* **Instructions to follow**
Reproduce the lines from the start through the line containing "(97, 94), (138, 105)", replacing "sunglasses" with "shades" and leaving everything else unchanged.
▬▬▬
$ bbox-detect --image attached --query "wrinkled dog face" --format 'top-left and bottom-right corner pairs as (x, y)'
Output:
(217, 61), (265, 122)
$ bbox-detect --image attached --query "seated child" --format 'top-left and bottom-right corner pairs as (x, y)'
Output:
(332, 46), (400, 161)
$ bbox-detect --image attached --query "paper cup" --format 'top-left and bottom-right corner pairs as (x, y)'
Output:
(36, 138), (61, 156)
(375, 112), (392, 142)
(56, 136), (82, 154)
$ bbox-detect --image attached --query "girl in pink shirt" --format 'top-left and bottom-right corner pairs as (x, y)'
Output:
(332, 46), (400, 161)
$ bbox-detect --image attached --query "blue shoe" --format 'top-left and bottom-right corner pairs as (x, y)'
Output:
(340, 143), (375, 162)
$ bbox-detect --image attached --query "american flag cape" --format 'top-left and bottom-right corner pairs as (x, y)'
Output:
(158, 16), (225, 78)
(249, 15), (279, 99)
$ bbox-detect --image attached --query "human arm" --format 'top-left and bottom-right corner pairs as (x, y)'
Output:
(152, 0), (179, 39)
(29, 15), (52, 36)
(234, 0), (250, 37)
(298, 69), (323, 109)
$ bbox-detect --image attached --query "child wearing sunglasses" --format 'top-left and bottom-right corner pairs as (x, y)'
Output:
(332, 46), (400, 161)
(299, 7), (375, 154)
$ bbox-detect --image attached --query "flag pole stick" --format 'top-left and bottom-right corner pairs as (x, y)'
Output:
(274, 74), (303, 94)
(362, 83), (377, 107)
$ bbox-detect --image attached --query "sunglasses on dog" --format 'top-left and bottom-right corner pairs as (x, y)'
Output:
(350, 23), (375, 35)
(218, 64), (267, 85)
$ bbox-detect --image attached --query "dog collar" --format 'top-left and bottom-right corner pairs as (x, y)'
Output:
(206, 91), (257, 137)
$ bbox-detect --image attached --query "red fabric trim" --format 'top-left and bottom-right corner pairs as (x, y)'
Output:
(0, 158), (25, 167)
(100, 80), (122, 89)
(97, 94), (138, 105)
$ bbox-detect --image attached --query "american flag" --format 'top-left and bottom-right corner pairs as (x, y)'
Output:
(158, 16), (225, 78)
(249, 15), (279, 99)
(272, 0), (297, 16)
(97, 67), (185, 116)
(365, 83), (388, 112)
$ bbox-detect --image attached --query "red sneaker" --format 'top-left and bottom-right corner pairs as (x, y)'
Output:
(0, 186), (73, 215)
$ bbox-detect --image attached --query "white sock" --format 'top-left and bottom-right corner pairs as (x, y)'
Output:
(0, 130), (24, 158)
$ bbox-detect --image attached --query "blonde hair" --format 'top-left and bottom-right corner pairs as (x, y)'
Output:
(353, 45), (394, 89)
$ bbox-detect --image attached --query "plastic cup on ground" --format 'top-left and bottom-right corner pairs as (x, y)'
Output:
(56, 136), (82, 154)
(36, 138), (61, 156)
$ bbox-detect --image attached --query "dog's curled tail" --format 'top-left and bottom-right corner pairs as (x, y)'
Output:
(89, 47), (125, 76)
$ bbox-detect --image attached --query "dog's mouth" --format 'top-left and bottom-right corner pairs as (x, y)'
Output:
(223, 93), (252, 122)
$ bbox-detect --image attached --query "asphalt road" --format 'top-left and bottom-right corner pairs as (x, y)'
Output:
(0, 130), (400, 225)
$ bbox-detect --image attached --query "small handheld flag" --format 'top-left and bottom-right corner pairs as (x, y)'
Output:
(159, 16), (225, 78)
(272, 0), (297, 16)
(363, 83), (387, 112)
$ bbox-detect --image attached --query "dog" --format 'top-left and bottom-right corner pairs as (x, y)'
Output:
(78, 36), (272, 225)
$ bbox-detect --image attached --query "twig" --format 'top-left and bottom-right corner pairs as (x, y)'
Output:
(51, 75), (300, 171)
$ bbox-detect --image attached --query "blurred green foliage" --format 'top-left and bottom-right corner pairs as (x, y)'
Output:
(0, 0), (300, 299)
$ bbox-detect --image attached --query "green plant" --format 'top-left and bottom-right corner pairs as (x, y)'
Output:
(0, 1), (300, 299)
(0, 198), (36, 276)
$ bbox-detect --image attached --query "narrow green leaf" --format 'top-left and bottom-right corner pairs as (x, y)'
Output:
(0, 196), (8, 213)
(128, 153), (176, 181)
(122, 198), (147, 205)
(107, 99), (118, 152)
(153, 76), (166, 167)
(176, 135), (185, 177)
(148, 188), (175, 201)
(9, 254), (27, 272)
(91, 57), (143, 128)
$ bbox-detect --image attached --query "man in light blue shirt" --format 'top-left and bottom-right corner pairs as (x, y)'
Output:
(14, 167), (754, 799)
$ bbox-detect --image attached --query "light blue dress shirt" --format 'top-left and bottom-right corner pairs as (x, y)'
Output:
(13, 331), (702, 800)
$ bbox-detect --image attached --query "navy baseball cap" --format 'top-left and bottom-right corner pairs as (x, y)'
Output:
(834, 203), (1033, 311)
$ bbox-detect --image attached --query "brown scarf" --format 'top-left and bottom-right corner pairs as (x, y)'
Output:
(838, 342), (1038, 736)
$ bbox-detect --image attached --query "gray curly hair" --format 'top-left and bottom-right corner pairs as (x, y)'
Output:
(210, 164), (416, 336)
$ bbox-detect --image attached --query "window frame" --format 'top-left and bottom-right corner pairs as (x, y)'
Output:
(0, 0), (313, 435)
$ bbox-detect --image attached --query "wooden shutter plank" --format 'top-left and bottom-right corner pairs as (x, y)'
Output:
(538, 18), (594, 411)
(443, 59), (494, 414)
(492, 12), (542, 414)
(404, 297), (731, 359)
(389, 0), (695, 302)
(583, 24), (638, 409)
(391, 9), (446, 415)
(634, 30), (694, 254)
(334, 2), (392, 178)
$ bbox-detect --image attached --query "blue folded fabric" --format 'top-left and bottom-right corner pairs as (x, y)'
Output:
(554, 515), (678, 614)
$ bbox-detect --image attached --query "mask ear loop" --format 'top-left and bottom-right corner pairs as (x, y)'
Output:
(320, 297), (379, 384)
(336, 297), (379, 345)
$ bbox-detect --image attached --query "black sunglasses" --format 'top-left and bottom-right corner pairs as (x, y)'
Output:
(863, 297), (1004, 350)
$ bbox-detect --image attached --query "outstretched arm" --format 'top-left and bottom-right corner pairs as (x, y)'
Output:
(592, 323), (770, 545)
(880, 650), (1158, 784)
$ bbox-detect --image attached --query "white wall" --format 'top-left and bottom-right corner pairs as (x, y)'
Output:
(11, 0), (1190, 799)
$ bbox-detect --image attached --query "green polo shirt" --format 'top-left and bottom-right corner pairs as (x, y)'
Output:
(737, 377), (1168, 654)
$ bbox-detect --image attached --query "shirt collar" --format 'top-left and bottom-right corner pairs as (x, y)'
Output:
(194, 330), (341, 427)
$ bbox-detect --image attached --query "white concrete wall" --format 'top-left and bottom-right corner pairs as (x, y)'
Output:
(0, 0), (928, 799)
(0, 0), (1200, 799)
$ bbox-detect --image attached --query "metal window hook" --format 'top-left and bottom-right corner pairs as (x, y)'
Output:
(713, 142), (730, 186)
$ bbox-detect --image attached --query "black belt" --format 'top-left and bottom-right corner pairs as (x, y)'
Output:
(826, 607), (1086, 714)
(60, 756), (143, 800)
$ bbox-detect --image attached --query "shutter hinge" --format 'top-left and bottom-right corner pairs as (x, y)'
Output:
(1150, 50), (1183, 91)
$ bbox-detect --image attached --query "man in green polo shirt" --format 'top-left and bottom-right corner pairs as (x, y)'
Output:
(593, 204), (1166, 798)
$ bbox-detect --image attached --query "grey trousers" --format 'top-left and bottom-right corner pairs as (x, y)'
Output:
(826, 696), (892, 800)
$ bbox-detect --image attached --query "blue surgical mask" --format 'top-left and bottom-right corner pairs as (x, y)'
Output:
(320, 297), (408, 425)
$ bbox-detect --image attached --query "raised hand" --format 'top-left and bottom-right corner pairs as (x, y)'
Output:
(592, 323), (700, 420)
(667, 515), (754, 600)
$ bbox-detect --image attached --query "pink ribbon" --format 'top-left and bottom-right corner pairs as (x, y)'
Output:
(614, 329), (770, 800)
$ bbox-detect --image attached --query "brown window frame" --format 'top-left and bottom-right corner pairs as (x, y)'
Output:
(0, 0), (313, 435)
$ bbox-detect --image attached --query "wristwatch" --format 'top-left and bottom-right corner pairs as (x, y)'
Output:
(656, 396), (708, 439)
▬▬▬
* **Exercise response**
$ bbox-detect --image attached --query "wrinkled dog face" --format 'top-left and bottom-right corner pairs as (x, y)'
Output:
(217, 61), (265, 122)
$ bbox-detect --image attached --query "seated child" --format 'top-left and bottom-right corner pairs as (x, y)'
Output:
(332, 46), (400, 161)
$ bbox-detect --image attached --query "paper cup" --format 'top-left and bottom-right corner pairs as (x, y)'
Output:
(36, 138), (61, 156)
(375, 112), (392, 142)
(56, 136), (82, 154)
$ bbox-detect --image attached --query "girl in pink shirt" --format 'top-left and bottom-right corner pairs as (x, y)'
Output:
(332, 46), (400, 161)
$ bbox-detect --image attached --query "blue shoe" --format 'top-left and bottom-right corner pairs as (x, y)'
Output:
(340, 143), (375, 162)
$ bbox-detect --image attached --query "american flag cape" --format 'top-left and bottom-right corner pairs as (x, y)'
Output:
(158, 16), (225, 78)
(249, 15), (279, 99)
$ bbox-detect --image attached --query "human arm" --format 'top-left and bottom-right corner pairs as (x, y)'
Output:
(152, 0), (179, 39)
(29, 15), (52, 36)
(234, 0), (250, 37)
(298, 69), (323, 109)
$ bbox-detect --image attached --query "child wearing shades" --format 'top-left and bottom-right corner pairs as (x, y)'
Output:
(332, 46), (400, 161)
(299, 7), (375, 154)
$ bbox-detect --image attached --query "flag pole stick" --format 'top-left and bottom-right corner pairs as (x, y)'
Output:
(274, 74), (303, 94)
(362, 83), (377, 107)
$ bbox-detect --image attached --query "shades on dog" --format 'top-left and bottom-right corner pairs as (x, y)'
Output:
(350, 23), (375, 35)
(218, 64), (267, 85)
$ bbox-detect --image attached --query "dog collar" --format 'top-left and bottom-right corner pairs as (x, y)'
Output:
(206, 91), (257, 137)
$ bbox-detect --image attached --query "red fabric trim" --format 'top-left and bottom-right corner pairs as (x, y)'
Output:
(0, 158), (25, 167)
(100, 80), (122, 89)
(97, 94), (138, 105)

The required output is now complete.